Text block
About Moksha Yoga


Hot Yoga for Everyone

This is an everyman series of yoga. Moksha Yoga was founded by Jessica Robertson and Ted Grand, yoga professionals from Toronto Canada in 2004. There are now franchised studios in many major centres in Canada and the US bearing the Moksha (Modo in the US) emblem, as well as Sydney Australia. Likely there are Moksha trained instructors teaching in studios around the world in hot yoga studios not officially bearing the Moksha emblem. Yoga teachers tend to get around that way. This is a very accessible series of postures designed to appeal to the general median of yoga practitioners seeking an unintimidating, nurturing kind of practice. Although each studio is independently owned and operated they are all guided by the company core values known as “the 7 pillars”. More about that later. It is difficult to review Moksha without referencing Bikram yoga. Because there is a connection. For an more in-depth comparision of the 2 practices please see our review Bikram vs Moksha.

The Facts:

Moksha Yoga Postures

NOTE: Below is the description of Moksha (Moda) Yoga as presented by their website literature, studio owners, and instructors.

Temperature: 100° Fahrenheit, 35% Humidity

Duration: 60-90 Minutes

Postures: Approximately 40 Hatha Postures, 2 Pranayama (breathing exercises).

Provided material

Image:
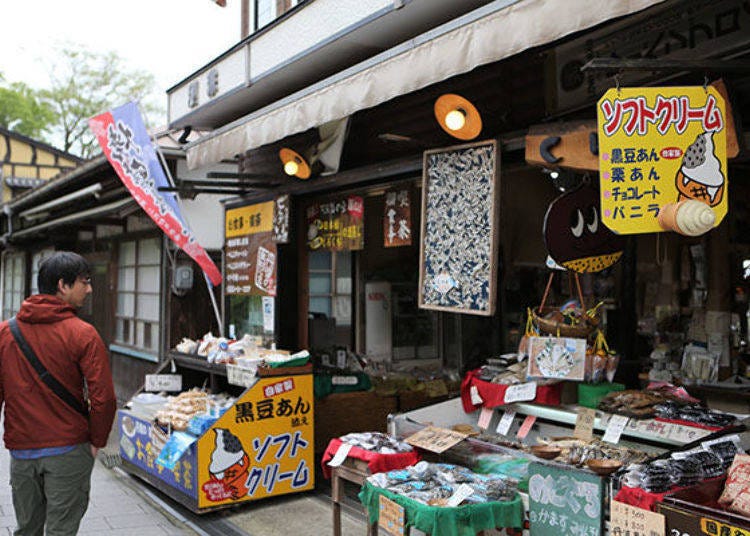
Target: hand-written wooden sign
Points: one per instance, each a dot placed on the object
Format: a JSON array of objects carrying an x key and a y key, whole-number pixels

Problems to solve
1. From the Moksha Yoga overview, output the passage that begins at "NOTE: Below is the" and stops after "Pranayama (breathing exercises).".
2. According to the Moksha Yoga overview, what temperature and humidity are used for a class?
The data isn't needed here.

Solutions below
1.
NOTE: Below is the description of Moksha (Moda) Yoga as presented by their website literature, studio owners, and instructors.

Temperature: 100° Fahrenheit, 35% Humidity

Duration: 60-90 Minutes

Postures: Approximately 40 Hatha Postures, 2 Pranayama (breathing exercises).

2. 100° Fahrenheit and 35% humidity.